[Point localization data]
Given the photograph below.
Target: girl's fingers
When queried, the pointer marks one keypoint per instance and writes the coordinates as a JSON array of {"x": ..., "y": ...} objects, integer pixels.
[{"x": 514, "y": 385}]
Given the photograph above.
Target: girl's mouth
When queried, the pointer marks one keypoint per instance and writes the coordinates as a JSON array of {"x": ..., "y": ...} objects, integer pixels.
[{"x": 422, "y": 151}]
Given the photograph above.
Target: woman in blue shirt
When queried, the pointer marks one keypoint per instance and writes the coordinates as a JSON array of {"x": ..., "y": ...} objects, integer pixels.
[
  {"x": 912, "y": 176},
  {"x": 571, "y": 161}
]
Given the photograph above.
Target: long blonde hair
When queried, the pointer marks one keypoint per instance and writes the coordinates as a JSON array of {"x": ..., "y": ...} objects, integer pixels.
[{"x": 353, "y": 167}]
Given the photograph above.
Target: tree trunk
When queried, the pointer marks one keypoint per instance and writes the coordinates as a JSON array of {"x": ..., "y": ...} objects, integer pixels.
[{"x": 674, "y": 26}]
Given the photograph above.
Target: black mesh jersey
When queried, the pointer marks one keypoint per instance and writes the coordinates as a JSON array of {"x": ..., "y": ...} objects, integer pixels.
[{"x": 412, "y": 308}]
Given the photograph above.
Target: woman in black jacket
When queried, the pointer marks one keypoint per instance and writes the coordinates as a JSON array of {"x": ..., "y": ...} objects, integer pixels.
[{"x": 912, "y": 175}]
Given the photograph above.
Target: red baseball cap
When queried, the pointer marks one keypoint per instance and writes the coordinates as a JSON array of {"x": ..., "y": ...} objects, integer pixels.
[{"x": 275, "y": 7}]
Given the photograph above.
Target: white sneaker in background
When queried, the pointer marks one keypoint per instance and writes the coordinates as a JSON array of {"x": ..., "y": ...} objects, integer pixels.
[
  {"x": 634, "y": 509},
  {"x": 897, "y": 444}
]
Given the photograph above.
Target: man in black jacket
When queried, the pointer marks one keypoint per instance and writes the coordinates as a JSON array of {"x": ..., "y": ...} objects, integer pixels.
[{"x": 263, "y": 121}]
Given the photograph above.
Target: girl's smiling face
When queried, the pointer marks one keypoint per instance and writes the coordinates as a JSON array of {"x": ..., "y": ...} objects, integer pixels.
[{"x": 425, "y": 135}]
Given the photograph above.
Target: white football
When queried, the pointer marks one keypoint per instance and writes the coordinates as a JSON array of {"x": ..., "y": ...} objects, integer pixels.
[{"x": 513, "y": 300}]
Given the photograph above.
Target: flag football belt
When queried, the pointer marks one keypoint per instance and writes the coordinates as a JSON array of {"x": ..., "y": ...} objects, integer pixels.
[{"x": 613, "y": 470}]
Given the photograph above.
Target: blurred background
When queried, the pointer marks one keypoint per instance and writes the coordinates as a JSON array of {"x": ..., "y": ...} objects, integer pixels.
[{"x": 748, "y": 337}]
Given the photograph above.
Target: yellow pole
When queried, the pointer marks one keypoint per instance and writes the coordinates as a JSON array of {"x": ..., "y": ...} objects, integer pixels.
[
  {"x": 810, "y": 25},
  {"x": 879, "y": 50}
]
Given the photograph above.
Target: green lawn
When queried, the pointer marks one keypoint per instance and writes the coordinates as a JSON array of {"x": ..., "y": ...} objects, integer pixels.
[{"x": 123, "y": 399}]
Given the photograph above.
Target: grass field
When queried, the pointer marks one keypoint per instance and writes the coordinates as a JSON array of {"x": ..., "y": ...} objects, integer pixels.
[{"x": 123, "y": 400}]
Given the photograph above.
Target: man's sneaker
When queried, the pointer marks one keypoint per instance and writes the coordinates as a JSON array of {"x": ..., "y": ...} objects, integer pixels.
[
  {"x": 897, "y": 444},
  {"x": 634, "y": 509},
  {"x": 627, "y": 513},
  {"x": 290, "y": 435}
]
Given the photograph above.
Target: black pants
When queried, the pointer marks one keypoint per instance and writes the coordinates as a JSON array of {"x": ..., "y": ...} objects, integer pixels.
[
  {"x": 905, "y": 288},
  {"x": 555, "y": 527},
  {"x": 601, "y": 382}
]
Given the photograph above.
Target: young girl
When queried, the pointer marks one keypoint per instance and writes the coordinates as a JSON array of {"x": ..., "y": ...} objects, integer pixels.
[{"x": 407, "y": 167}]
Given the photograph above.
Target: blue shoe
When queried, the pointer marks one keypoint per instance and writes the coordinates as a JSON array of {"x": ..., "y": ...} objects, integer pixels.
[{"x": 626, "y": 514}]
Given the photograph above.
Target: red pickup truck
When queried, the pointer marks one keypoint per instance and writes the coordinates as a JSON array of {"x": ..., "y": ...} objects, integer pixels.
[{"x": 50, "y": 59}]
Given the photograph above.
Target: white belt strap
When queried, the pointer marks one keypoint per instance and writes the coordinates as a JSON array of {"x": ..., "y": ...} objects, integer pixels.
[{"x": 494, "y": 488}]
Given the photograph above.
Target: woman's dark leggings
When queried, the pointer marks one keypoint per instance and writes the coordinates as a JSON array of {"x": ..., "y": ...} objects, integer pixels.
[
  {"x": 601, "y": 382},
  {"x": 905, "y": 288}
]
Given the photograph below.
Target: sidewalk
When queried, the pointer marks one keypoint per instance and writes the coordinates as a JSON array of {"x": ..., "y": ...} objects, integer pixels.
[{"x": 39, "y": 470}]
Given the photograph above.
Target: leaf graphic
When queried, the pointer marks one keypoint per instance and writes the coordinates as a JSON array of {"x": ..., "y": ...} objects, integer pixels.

- **Exercise prompt**
Tally the lines in the records above that contain the string "black" and report only the tally.

- **Solution to this problem**
4